→ What needs to be done
Reproduce every record below exactly as it appears.

→ Available data
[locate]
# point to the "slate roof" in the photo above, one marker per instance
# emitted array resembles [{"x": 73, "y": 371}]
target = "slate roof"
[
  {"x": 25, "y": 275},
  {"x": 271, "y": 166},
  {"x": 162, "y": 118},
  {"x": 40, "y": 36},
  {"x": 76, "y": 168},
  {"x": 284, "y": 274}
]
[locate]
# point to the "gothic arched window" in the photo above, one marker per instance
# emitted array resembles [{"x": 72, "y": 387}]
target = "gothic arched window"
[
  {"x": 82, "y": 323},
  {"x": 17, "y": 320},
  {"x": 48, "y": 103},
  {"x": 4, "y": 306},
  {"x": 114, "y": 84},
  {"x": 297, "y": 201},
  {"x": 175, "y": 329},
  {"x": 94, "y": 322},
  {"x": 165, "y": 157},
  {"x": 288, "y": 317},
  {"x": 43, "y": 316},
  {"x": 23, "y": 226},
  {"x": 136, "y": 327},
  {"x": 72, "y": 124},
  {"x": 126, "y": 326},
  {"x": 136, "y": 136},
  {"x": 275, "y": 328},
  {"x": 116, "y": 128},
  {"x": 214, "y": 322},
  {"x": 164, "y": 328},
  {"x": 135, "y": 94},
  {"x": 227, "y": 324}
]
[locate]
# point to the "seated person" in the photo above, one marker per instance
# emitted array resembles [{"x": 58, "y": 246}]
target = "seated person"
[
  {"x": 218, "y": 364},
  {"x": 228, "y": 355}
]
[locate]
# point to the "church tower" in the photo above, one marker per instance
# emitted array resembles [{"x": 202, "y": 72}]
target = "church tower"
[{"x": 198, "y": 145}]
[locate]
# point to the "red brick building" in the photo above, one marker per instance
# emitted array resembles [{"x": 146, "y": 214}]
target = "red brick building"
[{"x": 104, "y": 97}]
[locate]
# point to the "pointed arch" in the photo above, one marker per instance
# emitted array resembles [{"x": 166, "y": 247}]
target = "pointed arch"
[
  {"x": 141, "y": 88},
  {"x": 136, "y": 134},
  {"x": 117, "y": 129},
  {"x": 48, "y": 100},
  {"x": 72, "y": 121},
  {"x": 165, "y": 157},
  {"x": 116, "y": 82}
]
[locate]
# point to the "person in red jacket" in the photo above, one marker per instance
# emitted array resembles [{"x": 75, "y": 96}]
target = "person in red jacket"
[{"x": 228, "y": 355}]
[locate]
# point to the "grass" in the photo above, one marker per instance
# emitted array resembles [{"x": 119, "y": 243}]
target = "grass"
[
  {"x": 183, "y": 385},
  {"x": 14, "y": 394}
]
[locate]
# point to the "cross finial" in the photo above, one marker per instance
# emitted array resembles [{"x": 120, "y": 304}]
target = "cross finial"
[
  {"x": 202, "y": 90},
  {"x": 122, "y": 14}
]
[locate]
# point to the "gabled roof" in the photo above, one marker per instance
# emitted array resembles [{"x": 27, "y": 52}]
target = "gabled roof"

→ Response below
[locate]
# point to the "slate roof" in the photo above, one marker per instance
# emitted array resembles [{"x": 73, "y": 371}]
target = "slate roof"
[
  {"x": 25, "y": 275},
  {"x": 271, "y": 166},
  {"x": 162, "y": 118},
  {"x": 40, "y": 36},
  {"x": 76, "y": 168},
  {"x": 284, "y": 274}
]
[locate]
# point to the "gothic arched window" in the photo above, one marker per instance
# emitted array resembles [{"x": 72, "y": 387}]
target = "gothic arched window"
[
  {"x": 82, "y": 323},
  {"x": 17, "y": 320},
  {"x": 48, "y": 103},
  {"x": 4, "y": 306},
  {"x": 114, "y": 84},
  {"x": 297, "y": 201},
  {"x": 175, "y": 329},
  {"x": 94, "y": 322},
  {"x": 165, "y": 157},
  {"x": 288, "y": 317},
  {"x": 43, "y": 316},
  {"x": 23, "y": 226},
  {"x": 136, "y": 327},
  {"x": 72, "y": 124},
  {"x": 126, "y": 326},
  {"x": 136, "y": 136},
  {"x": 275, "y": 328},
  {"x": 116, "y": 128},
  {"x": 214, "y": 322},
  {"x": 164, "y": 328},
  {"x": 135, "y": 94},
  {"x": 227, "y": 324}
]
[locate]
# point to the "seated person" in the photo above, one marker per instance
# emitted array resembles [{"x": 58, "y": 246}]
target = "seated person"
[
  {"x": 218, "y": 364},
  {"x": 228, "y": 355}
]
[locate]
# point to the "church tower" in the photo above, one marker per instance
# emitted array resembles [{"x": 202, "y": 72}]
target = "church tower"
[{"x": 198, "y": 145}]
[locate]
# point to the "red brick building" in the photo above, one marker per instance
# emitted array resembles [{"x": 146, "y": 214}]
target = "red brick building"
[{"x": 104, "y": 97}]
[locate]
# point to the "pointed arch" in the photo above, one marker per instance
# emitted array resembles [{"x": 166, "y": 247}]
target = "pointed arch"
[
  {"x": 141, "y": 88},
  {"x": 136, "y": 134},
  {"x": 117, "y": 129},
  {"x": 48, "y": 100},
  {"x": 72, "y": 121},
  {"x": 165, "y": 157},
  {"x": 116, "y": 82}
]
[locate]
# point to the "person in red jacket" in the photo above, one marker per instance
# emitted array resembles [{"x": 75, "y": 96}]
target = "person in red jacket"
[{"x": 228, "y": 355}]
[locate]
# point to the "grass" in the photo above, one marker per instance
# emitted array resembles [{"x": 119, "y": 243}]
target = "grass"
[
  {"x": 183, "y": 385},
  {"x": 14, "y": 394}
]
[locate]
# point to the "cross finial" in the photo above, one marker per instance
# emitted array resembles [{"x": 120, "y": 304}]
target = "cross finial"
[
  {"x": 202, "y": 90},
  {"x": 122, "y": 14}
]
[locate]
# point to the "gabled roof" in the photo above, one marker per instance
# emitted array resembles [{"x": 27, "y": 52}]
target = "gabled roof"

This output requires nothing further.